◆ Provided data:
▼▼▼
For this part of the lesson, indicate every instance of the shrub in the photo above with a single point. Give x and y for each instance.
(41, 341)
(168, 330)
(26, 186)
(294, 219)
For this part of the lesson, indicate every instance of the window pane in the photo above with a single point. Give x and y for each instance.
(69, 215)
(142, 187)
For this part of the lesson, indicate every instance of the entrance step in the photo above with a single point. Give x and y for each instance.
▲▲▲
◆ What the task requires: Retype the whole listing above, line for line, with every character unchanged.

◆ Result of this task:
For this part of the lesson, indicate every instance of the shrub in the photo above with a single point. Give x and y for each instance.
(41, 341)
(168, 330)
(26, 186)
(294, 219)
For this part of the lesson, indicate every instance of the window pane in the photo above with a single point. Give x and y for each instance.
(69, 215)
(142, 187)
For this part of the lesson, indicate every instance of the entrance step in the photo above with a single point. Give x and y for each instance.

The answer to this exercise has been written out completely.